■ **WHAT THIS TASK INVOLVES**:
Answer these questions from the text on casing soils below.
1. At what temperature and for how long were some batches of casing soil autoclaved?
2. Within how many days did the L. monocytogenes population fall to undetectable levels in the untreated casing soil?
3. About how thick is the layer of casing soil applied on top of the substrate?

■ **QUOTED PASSAGE**:
Sphagnum peat-based casing soils do not permit the survival of Listeria monocytogenes & Salmonella sp

Mushroom News, Sept, 2006 by Naveen Chikthimmah, Robert Beelman, Luke LaBorde

ABSTRACT

In the mushroom growing process, sphagnum peat amended with calcium carbonate added on top of mushroom mycelia-colonized substrate (compost) is called casing soil. The objective of the present study was to determine the survival of the foodborne pathogens Listeria monocytogenes and Salmonella sp. inoculated into sphagnum casing soils. Batches of casing soils were either untreated or autoclaved at 121[degrees]C for 90 min to destroy populations of native casing microflora. The casing soils were inoculated with L. monocytogenes and/or Salmonella sp., maintained under simulated mushroom-growing conditions (80 percent moisture, 23[degrees]C), and periodically sampled for enumerating populations of the foodborne pathogens. Inoculated population levels of L. monocytogenes and Salmonella sp. remained largely unchanged in autoclaved (sterile) casing soil over the sampling period (35 days). However, populations of the foodborne pathogens rapidly declined in untreated casing soil. A 5.7-log population of L. monocytogenes was reduced to undetectable levels within 14 days of introduction into the untreated (unsterile) casing soil. Results demonstrate that commercial sphagnum-peat casing soils (that are not subjected to pasteurization or heat treatments) are effective in destroying introduced foodborne pathogens. The results also suggest that the native sphagnum-peat casing microflora are beneficial for food safety. Cultural practices such as thermal pasteurization may negatively affect the native casing microflora and hence compromise food safety. Therefore thermal pasteurization of sphagnum-casing soils is not recommended.

INTRODUCTION

In the mushroom growing process, Agaricus bisporus (button mushroom) starter culture (spawn) is mixed into pasteurized mushroom substrate and allowed to grow throughout the substrate for about 14 days. After mycelial colonization of the substrate is complete, an approximate 2-inch layer called casing soil is applied on top of the substrate (Figure 1). The function of the casing soil is to provide an environment for fruit body formation and to maintain a source of water for the mushrooms. A successful mushroom crop with good yield, optimal size and good mushroom quality is dependent upon the amount of moisture in the substrate and casing soil (Kalberer 1985 and Schroeder and Schisler 1981). Hence, high-water holding capacity is a necessary attribute for casing soils. In the commercial mushroom community, sphagnum-peat is a preferred material for use in casing soil mixes. Casing soil mixes are made of sphagnum-peat amended with calcium carbonate (to neutralize pH) and water (80 percent moisture).

■ **DATASET CONTENT**:
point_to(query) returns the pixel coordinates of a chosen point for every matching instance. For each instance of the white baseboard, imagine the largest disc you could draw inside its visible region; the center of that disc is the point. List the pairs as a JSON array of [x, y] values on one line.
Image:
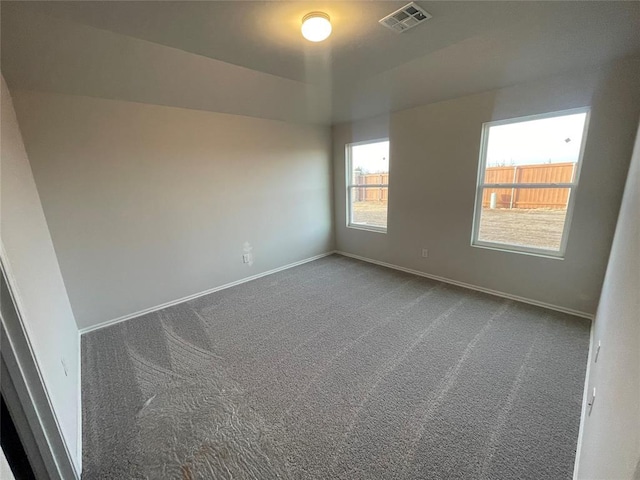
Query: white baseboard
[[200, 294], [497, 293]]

---

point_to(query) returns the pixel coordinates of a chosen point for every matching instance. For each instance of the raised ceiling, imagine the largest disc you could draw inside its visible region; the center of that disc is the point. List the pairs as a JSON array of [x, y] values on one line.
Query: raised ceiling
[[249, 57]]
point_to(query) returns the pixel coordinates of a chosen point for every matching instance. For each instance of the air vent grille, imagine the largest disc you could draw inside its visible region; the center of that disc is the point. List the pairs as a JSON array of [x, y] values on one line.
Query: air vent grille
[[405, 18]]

* * *

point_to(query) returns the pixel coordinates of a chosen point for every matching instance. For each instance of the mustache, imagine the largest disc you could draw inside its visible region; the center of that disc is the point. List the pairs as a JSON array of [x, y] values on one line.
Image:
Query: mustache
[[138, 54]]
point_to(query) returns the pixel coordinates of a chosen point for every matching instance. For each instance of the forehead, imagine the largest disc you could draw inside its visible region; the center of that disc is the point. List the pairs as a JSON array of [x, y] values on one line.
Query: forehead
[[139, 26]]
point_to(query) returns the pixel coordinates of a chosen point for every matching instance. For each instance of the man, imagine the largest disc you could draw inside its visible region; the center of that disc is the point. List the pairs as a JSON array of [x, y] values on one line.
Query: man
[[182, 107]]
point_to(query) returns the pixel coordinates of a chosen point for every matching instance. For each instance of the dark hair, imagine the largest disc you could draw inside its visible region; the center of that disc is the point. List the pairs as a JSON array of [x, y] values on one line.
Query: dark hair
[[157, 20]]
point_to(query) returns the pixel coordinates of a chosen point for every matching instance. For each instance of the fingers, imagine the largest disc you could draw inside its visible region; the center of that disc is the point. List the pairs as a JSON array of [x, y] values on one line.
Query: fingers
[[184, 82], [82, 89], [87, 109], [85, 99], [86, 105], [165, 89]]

■ **SOLUTION FOR THIS PROBLEM**:
1. At 121 degrees C for 90 minutes.
2. Within 14 days.
3. About 2 inches.